What to do — Please locate every line in the items below that contains the word "indicate" and copy each one out. Case counts.

Extracted records —
──────────

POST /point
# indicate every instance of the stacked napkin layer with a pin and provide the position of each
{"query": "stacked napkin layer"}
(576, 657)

──────────

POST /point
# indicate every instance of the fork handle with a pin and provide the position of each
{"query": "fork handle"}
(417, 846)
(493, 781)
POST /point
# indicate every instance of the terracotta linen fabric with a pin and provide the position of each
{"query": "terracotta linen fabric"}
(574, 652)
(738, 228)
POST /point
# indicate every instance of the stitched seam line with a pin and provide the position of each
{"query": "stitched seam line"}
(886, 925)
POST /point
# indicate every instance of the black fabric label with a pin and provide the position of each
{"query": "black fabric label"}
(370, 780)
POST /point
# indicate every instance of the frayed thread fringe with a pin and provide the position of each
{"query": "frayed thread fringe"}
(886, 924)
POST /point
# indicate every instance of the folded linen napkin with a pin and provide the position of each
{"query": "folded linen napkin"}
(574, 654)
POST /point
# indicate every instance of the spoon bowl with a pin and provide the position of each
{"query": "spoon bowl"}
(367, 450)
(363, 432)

──────────

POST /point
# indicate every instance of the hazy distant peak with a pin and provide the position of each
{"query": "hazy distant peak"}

──────────

Written answer —
# indicate every instance of the stacked napkin layer with a pin and provide the position of each
# indicate every instance of the fork handle with a pin and provide the position of each
# indicate every instance of the terracotta linen fabric with a pin and provide the position of each
# indicate every instance of the stitched seam line with a pin and provide the position of each
# indicate every instance of the black fabric label with a pin and provide the position of each
# indicate every instance of the frayed thread fringe with a pin and provide the position of each
# indicate every instance of the folded linen napkin with a pin and provide the position of each
# indicate every instance of the spoon bowl with a pin and provide the position of each
# indicate every instance of the hazy distant peak with a pin and provide the position of each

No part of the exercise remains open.